[Entries contained in a dataset]
..............................
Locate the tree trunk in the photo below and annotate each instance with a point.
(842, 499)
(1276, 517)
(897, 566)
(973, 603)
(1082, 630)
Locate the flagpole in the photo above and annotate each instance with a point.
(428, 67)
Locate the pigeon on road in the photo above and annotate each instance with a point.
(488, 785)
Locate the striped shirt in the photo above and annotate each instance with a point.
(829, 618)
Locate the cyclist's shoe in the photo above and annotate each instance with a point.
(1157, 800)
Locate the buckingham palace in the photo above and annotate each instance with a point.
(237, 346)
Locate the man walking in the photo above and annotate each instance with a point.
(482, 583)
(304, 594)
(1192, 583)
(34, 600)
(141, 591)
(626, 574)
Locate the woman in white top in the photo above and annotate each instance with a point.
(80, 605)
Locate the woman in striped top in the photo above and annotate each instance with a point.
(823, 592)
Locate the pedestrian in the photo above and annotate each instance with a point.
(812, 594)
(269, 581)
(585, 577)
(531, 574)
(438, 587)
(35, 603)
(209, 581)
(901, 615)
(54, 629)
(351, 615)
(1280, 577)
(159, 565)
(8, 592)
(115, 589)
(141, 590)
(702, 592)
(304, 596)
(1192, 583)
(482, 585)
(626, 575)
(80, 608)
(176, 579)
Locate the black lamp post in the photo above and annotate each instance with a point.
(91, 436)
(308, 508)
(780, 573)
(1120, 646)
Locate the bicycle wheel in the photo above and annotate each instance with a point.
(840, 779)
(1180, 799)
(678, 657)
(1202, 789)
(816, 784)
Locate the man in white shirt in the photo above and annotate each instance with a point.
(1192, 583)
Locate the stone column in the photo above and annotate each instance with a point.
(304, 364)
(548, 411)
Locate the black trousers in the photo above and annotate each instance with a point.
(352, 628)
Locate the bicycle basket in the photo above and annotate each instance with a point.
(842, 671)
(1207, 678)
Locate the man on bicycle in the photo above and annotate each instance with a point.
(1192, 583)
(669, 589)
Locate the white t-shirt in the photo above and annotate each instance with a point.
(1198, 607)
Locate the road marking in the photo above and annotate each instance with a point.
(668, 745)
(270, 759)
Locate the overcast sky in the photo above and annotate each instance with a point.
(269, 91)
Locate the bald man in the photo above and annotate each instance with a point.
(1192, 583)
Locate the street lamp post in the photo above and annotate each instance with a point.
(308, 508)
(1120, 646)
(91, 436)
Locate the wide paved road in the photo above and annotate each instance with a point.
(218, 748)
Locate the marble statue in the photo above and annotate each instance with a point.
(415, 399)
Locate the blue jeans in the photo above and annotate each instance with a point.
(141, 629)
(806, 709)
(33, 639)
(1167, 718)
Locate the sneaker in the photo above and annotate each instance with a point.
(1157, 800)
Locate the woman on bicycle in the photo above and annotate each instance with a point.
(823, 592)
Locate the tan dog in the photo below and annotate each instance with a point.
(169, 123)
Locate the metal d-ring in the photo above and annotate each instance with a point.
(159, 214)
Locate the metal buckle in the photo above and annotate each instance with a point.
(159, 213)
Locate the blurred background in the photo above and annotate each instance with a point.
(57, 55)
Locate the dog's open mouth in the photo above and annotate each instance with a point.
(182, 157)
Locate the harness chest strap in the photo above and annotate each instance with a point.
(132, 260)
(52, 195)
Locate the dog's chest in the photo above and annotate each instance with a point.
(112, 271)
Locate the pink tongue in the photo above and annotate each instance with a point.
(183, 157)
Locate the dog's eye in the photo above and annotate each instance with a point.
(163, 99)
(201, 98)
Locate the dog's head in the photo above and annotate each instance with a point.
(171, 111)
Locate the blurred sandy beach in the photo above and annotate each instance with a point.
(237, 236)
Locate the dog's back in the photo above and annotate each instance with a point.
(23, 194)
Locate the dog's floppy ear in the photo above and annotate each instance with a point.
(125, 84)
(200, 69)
..............................
What the exercise asks: Copy out every line of the entries above, from the line with "Locate the dog's eye" up to and including the final line. Add -69 to each coordinate value in the answers and leave all other text unchanged.

Exercise solution:
Locate the dog's eye in the photo above and annotate each instance with a point.
(94, 30)
(132, 29)
Locate the dog's head in the photo above and annotate each instance with a point.
(102, 42)
Locate the blurred sandy beach in the photo above and annotate each instance with a point.
(168, 167)
Locate the dog's back in the photo above and annotate each instance with a point.
(-46, 125)
Locate the dog's floppy ear in the photo above and annotate each instance with a point.
(56, 15)
(131, 0)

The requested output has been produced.